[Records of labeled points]
┌──

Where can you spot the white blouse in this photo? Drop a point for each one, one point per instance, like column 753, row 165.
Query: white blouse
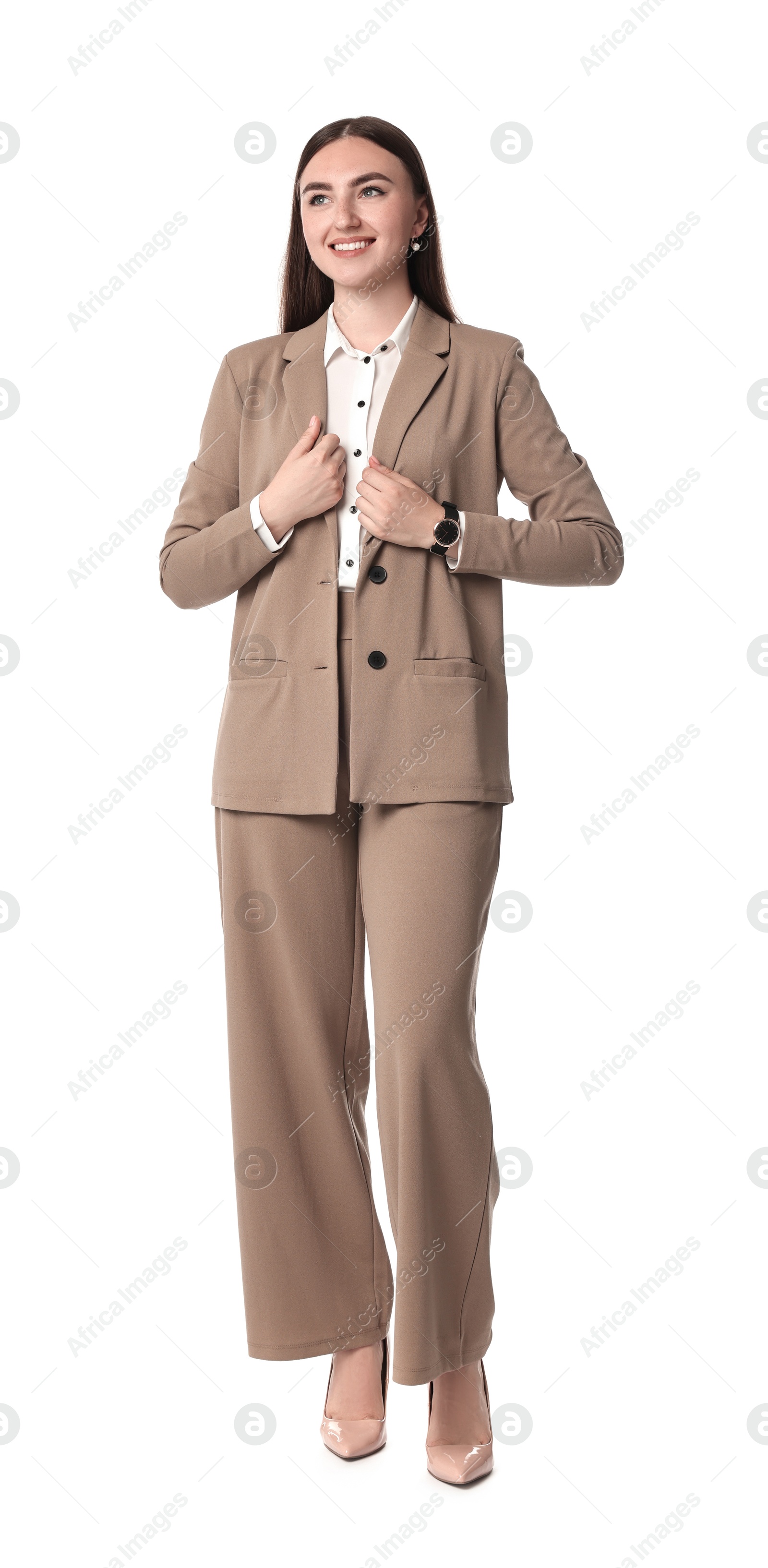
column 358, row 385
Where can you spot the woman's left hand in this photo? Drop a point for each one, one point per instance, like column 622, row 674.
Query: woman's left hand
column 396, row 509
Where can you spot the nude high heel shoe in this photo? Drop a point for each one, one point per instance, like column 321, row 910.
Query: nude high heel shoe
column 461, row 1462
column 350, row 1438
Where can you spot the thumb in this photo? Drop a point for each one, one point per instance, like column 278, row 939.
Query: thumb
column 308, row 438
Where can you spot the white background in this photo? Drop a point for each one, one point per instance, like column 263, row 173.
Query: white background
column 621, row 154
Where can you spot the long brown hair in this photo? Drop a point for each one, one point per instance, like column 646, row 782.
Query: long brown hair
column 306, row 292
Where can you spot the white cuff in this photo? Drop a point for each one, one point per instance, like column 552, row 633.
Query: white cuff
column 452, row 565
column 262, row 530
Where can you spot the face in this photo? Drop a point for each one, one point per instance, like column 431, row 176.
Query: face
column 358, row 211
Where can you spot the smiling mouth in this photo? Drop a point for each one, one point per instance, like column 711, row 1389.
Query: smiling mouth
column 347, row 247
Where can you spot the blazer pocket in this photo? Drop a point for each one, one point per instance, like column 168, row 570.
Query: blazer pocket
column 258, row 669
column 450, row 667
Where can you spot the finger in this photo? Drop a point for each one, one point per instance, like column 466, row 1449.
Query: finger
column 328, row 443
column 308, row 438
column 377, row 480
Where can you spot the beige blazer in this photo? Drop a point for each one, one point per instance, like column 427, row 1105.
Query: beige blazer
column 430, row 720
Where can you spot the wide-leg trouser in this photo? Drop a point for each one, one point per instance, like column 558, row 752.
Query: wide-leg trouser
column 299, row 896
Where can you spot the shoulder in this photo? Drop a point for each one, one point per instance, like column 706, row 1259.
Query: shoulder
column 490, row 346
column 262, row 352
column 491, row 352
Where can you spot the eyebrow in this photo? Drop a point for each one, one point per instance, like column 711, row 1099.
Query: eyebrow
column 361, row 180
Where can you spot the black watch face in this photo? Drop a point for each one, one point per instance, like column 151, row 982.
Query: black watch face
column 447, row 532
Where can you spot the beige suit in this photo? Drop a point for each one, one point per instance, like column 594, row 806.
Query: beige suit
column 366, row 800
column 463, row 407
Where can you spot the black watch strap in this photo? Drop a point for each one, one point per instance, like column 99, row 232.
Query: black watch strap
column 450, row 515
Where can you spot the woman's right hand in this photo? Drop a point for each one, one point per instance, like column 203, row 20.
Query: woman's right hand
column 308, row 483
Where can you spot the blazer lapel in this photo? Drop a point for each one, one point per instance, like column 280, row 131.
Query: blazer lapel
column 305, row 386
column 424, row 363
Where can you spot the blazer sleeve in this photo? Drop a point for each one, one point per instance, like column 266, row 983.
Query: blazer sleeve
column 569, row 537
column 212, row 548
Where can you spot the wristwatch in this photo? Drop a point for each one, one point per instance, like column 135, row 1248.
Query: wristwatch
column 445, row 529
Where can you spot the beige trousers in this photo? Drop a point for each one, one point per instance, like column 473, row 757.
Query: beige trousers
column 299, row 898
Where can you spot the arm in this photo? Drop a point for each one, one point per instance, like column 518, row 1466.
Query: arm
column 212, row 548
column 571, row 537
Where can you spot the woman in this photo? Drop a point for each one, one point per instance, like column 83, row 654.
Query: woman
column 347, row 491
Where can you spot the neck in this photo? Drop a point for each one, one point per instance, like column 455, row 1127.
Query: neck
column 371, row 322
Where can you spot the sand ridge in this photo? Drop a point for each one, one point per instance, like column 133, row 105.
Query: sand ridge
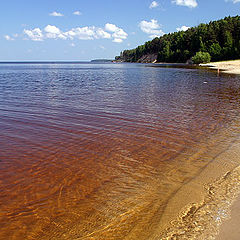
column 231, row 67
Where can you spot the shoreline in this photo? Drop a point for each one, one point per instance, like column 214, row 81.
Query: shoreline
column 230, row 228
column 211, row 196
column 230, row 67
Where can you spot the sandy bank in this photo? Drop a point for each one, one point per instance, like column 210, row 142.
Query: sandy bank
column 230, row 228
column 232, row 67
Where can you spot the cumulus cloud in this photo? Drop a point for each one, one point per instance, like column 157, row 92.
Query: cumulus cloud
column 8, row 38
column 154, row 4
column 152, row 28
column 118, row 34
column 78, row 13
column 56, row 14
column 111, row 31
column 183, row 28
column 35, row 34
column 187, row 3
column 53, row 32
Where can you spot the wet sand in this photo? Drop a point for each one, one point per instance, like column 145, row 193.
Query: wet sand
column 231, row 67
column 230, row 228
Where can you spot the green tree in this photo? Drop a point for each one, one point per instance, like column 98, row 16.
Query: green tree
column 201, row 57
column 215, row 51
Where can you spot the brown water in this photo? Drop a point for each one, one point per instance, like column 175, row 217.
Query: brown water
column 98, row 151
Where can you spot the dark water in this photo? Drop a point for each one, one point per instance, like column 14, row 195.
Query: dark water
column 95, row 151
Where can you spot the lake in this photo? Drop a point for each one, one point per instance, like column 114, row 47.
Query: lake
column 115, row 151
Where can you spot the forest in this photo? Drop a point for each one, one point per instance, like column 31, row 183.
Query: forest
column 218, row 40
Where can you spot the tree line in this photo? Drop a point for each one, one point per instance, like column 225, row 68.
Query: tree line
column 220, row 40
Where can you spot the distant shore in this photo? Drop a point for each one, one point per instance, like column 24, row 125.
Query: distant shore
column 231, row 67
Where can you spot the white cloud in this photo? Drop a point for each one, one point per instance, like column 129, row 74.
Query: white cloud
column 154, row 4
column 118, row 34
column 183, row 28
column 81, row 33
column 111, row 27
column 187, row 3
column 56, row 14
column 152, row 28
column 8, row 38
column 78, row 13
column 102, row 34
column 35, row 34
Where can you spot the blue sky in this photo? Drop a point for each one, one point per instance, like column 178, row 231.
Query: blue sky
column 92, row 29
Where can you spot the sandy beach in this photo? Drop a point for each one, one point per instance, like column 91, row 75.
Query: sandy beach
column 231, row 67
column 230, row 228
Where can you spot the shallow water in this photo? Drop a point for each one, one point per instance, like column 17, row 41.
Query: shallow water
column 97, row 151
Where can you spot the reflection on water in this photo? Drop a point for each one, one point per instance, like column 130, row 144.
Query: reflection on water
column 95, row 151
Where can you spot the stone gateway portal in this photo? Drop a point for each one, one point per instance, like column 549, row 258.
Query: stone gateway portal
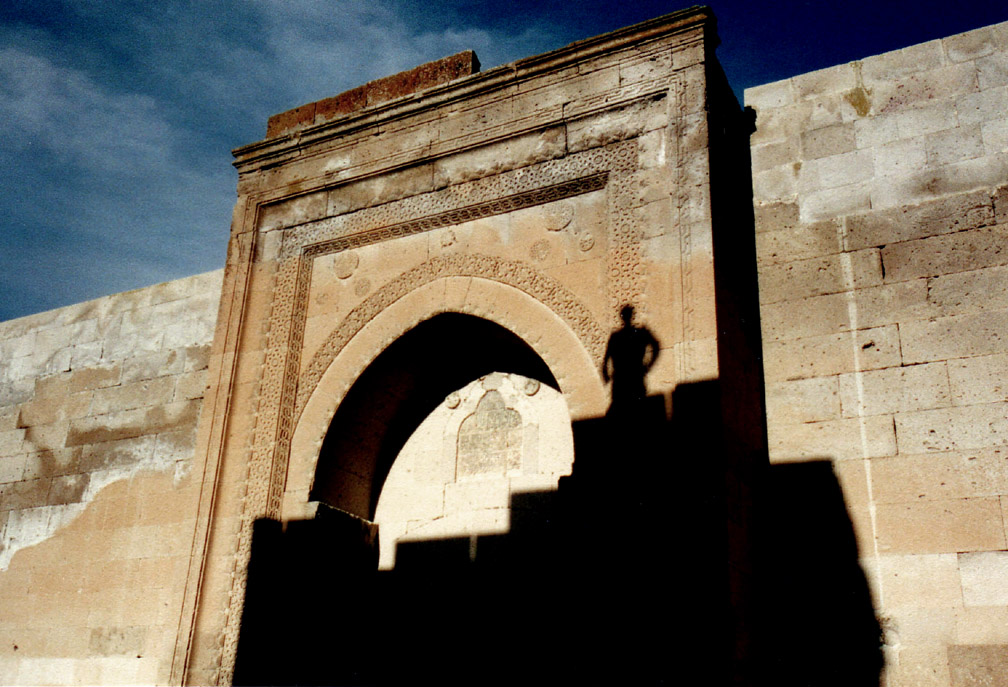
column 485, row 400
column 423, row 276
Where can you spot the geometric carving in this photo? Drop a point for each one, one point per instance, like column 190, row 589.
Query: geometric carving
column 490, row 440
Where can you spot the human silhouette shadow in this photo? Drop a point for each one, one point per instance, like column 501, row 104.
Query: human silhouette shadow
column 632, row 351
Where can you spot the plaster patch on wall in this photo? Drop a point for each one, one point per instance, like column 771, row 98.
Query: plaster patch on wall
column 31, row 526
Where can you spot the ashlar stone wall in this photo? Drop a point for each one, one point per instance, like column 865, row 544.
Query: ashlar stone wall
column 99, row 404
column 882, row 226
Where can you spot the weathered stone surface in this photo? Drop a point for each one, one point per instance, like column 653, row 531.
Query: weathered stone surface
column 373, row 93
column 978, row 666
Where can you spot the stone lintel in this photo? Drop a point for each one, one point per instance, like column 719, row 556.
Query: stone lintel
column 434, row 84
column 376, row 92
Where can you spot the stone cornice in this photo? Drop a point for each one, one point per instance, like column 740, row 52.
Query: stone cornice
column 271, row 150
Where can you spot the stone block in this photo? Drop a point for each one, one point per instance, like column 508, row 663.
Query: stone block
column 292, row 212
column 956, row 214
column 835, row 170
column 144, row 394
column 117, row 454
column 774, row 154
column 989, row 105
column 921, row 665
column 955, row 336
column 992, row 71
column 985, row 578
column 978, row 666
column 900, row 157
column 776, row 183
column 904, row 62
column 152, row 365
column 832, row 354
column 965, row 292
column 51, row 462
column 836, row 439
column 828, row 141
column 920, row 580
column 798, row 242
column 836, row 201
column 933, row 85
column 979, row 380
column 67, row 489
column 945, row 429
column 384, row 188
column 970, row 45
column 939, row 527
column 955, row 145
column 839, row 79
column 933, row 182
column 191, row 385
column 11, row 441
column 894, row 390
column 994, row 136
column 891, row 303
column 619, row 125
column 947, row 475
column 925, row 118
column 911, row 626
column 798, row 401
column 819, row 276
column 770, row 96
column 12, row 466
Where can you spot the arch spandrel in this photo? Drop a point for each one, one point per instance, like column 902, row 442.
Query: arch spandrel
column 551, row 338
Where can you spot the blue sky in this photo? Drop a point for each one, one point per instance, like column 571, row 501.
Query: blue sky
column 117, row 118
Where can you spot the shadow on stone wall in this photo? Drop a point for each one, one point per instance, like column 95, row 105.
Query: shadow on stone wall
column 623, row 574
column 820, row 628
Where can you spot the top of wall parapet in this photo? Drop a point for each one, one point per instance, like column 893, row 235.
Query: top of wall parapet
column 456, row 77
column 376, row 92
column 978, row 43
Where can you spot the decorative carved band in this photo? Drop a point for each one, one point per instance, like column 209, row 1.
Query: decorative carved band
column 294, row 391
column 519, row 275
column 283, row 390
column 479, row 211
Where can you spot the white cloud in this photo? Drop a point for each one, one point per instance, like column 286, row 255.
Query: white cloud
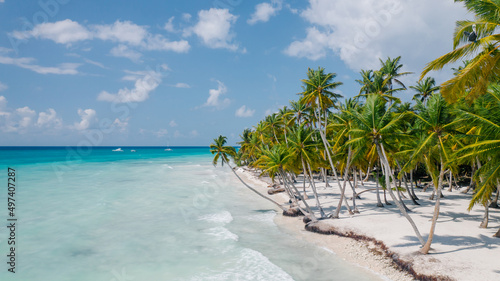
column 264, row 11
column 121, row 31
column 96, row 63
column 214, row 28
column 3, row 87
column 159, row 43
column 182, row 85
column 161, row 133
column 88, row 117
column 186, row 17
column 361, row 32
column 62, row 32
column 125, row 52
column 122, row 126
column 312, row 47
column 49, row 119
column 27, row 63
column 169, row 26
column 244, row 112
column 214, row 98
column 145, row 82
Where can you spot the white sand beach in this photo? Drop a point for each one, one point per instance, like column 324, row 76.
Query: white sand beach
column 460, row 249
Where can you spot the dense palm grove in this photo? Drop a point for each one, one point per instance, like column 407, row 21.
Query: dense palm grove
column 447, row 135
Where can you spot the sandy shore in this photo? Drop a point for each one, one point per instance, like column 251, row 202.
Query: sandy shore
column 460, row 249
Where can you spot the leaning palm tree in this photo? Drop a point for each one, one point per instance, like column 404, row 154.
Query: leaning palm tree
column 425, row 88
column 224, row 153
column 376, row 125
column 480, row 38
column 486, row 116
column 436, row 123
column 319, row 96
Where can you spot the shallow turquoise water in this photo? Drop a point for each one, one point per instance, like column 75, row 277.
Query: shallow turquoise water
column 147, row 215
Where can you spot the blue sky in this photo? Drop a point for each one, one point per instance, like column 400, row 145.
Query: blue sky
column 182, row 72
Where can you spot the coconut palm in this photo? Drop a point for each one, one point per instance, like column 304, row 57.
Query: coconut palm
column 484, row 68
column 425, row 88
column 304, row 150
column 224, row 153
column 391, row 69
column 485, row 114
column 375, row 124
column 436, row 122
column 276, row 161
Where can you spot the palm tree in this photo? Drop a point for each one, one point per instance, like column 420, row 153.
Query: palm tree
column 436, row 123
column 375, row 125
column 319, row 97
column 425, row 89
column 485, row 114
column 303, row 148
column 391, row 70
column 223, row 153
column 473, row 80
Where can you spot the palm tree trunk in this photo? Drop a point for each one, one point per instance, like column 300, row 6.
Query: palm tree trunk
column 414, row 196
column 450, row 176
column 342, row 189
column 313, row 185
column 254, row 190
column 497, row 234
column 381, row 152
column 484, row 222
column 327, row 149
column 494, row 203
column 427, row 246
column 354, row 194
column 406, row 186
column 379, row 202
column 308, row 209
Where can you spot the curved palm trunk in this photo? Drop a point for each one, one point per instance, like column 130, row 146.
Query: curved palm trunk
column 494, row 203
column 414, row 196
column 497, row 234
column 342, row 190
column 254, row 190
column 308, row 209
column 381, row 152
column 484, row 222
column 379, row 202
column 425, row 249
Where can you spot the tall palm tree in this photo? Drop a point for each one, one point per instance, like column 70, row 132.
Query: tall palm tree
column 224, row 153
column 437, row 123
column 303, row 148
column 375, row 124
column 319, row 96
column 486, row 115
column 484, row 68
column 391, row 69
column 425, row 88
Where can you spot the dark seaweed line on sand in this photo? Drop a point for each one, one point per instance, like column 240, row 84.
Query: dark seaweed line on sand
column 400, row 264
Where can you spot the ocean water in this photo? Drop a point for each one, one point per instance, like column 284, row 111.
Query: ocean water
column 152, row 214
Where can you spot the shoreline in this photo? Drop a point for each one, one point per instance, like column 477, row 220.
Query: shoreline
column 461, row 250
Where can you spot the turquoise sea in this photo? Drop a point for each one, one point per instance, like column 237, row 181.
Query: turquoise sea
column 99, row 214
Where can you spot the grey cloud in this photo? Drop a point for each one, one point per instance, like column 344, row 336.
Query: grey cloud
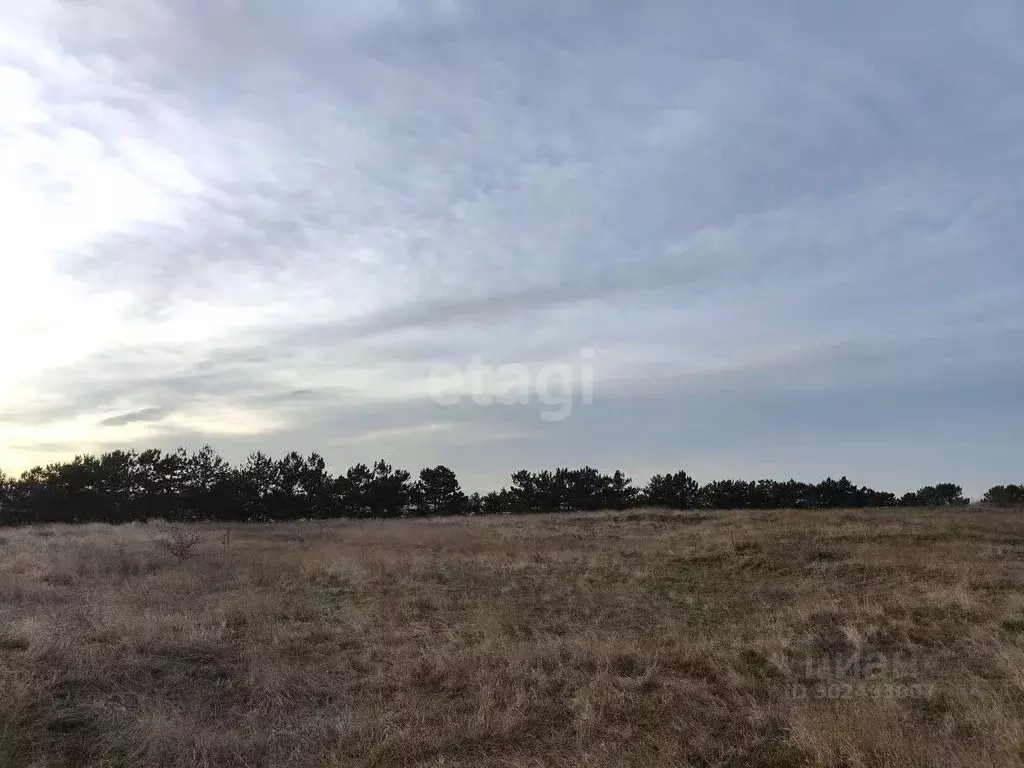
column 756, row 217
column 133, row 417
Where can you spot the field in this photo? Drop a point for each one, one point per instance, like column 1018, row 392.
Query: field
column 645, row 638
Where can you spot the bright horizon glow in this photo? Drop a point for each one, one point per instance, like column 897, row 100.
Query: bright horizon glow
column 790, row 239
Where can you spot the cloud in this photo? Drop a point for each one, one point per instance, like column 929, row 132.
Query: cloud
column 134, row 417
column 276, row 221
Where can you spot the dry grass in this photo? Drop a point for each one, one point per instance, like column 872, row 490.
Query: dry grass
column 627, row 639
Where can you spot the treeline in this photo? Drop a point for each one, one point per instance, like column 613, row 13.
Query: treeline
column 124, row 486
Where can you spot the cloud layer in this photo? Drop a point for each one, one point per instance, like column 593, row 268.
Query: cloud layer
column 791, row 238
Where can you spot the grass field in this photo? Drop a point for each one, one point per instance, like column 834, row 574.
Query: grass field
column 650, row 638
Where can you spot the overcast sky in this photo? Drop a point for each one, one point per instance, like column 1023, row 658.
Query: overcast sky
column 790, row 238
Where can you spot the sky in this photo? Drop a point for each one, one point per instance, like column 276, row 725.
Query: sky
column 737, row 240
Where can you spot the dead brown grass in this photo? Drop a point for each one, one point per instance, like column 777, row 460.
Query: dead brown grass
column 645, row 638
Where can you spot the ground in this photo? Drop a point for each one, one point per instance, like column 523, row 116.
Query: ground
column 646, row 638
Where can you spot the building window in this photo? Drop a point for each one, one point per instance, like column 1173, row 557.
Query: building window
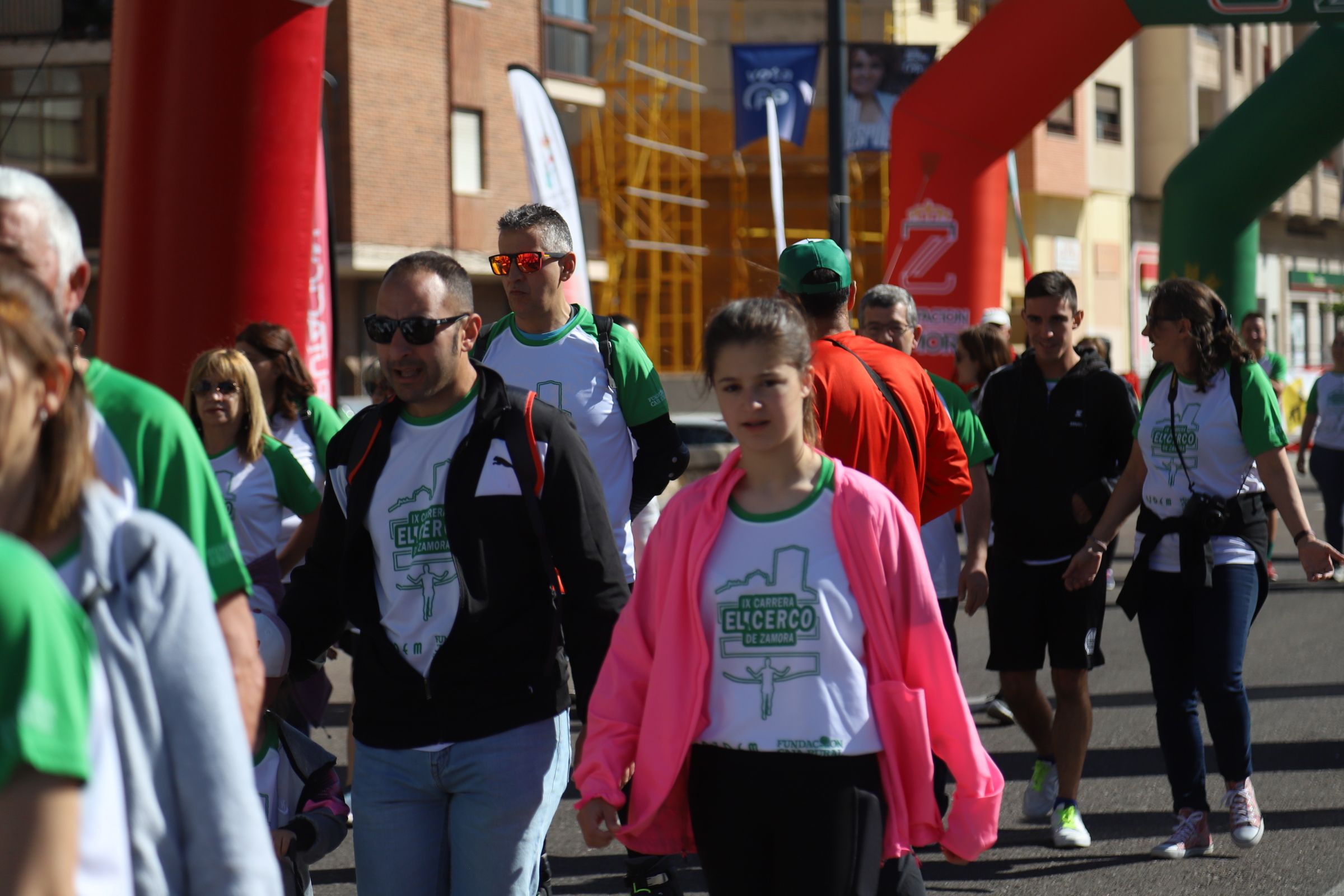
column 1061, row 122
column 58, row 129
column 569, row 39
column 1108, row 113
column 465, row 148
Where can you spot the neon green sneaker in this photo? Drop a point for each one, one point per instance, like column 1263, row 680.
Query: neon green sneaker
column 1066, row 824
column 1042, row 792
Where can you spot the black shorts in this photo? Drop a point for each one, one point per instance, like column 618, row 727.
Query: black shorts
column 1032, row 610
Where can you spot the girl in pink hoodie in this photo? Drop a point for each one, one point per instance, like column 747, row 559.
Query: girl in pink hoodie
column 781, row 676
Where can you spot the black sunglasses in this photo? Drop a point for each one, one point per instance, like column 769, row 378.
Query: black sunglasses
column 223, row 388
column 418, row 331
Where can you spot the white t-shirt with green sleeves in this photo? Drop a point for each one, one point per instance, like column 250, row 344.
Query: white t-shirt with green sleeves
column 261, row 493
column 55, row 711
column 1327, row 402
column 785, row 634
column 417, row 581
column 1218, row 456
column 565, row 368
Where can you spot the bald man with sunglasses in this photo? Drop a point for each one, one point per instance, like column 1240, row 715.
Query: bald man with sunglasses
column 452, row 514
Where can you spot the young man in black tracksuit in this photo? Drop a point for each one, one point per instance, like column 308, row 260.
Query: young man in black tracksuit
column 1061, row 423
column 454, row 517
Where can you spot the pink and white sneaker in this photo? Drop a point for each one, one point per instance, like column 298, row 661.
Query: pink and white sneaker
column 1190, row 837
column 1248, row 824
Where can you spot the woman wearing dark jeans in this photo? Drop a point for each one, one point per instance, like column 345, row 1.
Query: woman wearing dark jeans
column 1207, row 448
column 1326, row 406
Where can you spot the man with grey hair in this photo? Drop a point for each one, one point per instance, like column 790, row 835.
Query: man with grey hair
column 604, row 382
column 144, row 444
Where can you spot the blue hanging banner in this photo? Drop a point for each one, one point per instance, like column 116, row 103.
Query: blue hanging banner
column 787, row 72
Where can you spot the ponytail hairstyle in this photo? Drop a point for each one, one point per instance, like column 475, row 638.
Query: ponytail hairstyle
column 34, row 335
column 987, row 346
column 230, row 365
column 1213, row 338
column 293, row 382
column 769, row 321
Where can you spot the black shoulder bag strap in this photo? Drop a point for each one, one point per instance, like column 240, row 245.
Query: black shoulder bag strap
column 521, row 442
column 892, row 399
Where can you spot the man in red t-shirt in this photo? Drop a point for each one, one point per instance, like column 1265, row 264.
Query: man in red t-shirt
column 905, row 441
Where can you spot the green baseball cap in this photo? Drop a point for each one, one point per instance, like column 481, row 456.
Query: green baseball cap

└──

#### [Work required]
Swap "hairstyle" for "hairdo" in the material from the line containing "Where can you spot the ponytail" through the line containing "column 769, row 321". Reproduce only those lines, leaving everything else unchanged.

#### [Solution below]
Where can you spot the ponytail hairdo in this photo? Drop a point for each one, one point per instance, like column 475, row 638.
Query: ponytail hairdo
column 34, row 335
column 987, row 346
column 230, row 365
column 1213, row 338
column 293, row 382
column 769, row 321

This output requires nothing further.